Work instructions —
[A] In the blog post below about Brexiteers and free trade, which publication ran David Gauke's article?
[B] Continue the blog post below about Brexiteers and free trade, picking up right after the quotation from Gauke that closes it.

Excerpted text —
Sunday 6 June 2021

Brexiteers are not the free traders they think they are

David Gauke, the former Tory cabinet minister and chief secretary to the treasury has a nice article in The New Statesman this week: The Brexiteers are only free traders when it suits them. It's not a very long piece but draws attention to another contradiction in Brexit. Brexiteers always bang on about being free traders and somehow following the path set by Robert Peel and Gladstone in the nineteenth century, which was to the benefit of consumers in this country. They see the EU as a protectionist racket instead of a level playing field for both producers and consumers.

And to achieve their goal, they are, as Gauke puts it, "ripping up a far more advanced trade deal with a far more important market with far greater benefits to producers and consumers."

Brexit is, in my opinion, simply Europhobia dressed up as free trade.  Things are very different now compared to when the corn laws were repealed. If there is to be any social progress on the environment, climate change, animal welfare, poverty, inequality and all the other things we need to change and improve and sustain the planet, there has to be regulation.  And regulating costs money.

If we try always to do things in the cheapest way possible, there will never be real progress. Unless someone takes a lead and makes laws to force us to recycle more plastics, burn less fossil fuel or avoid the overuse of antibiotics, nothing will happen. The EU are trying slowly to make a difference. Let's face it, left to individuals and multi-nationals we would still be behaving as if it was 1960.

And if Brexiteers think there is some sort of deregulated Utopia waiting for us, I think they will soon have a shock. Gauke says:

"Deep down, the more realistic free-trading Brexiteers know [the EU gives far more benefits than any  Australian FTA]. Perhaps they are comfortable prioritising “sovereignty” over minimising trade barriers or maybe they tell themselves that non-tariff barriers don’t really matter and therefore we do not need regulatory coordination to eliminate them. But they found themselves arguing for a course of action – leaving the EU – that was inconsistent with their sincere belief in free trade."

Data provided —
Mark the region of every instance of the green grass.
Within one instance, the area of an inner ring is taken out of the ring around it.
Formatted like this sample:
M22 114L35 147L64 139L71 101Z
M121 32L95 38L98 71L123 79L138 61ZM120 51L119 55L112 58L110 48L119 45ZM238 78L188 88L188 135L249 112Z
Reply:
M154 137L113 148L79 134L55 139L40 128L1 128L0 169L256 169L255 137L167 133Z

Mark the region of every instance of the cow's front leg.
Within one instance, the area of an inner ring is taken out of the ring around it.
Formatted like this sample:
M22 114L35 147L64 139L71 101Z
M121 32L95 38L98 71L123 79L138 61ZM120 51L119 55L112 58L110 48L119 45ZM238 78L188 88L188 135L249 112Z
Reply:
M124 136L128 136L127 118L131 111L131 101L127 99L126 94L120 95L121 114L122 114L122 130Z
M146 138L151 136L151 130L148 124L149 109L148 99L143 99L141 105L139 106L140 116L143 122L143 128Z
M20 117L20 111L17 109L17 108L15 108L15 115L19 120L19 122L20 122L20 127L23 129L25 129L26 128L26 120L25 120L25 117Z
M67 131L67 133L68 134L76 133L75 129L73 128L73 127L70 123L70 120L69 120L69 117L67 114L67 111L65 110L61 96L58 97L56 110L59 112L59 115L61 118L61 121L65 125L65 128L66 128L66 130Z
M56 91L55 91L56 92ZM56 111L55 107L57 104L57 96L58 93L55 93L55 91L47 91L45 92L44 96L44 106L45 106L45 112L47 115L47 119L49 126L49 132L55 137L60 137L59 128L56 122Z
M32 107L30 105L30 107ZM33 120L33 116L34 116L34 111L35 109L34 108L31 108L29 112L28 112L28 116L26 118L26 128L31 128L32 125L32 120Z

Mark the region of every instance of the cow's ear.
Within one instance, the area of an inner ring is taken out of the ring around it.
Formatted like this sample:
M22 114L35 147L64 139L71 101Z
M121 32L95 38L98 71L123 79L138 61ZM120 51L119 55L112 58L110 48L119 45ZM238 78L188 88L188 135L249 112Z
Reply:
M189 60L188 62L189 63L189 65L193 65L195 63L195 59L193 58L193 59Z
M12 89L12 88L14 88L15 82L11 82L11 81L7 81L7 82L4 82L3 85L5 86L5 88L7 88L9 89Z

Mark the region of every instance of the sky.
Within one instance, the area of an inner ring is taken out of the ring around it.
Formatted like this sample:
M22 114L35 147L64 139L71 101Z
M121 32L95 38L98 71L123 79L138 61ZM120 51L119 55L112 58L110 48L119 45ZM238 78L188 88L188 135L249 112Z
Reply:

Answers in order —
[A] The New Statesman.

[B]
And he ends with this:

"If you see yourself as a bold economic reformer – whether a Peel or a Thatcher – what is your economic justification for Brexit? There is no viable deregulatory agenda and the £350m a week promised for the NHS was always bogus."

I think once this thought begins to dawn - that there is no crock of burdensome regulations waiting to be burned at the end of the Brexit rainbow - we will begin to see the folly of it all.

The Telegraph are perhaps beginning to see what they have unleased on The City of London with an article about how the European Central Bank is starting to turn the screw: The City refuses to back down as Brussels piles on the pressure. It claims that City bankers are increasingly voicing their frustration and many have chosen to quit rather than relocate to the Continent. 

I think this may well be true, but it is not going to stop. The pressure to shift more staff and more assets into the bloc where they can be properly supervised for risk will be relentless. So far only about 7,600 jobs have gone and about £900bn in bank assets, roughly 10pc of the UK banking system, have been moved out of the UK as a result of Brexit.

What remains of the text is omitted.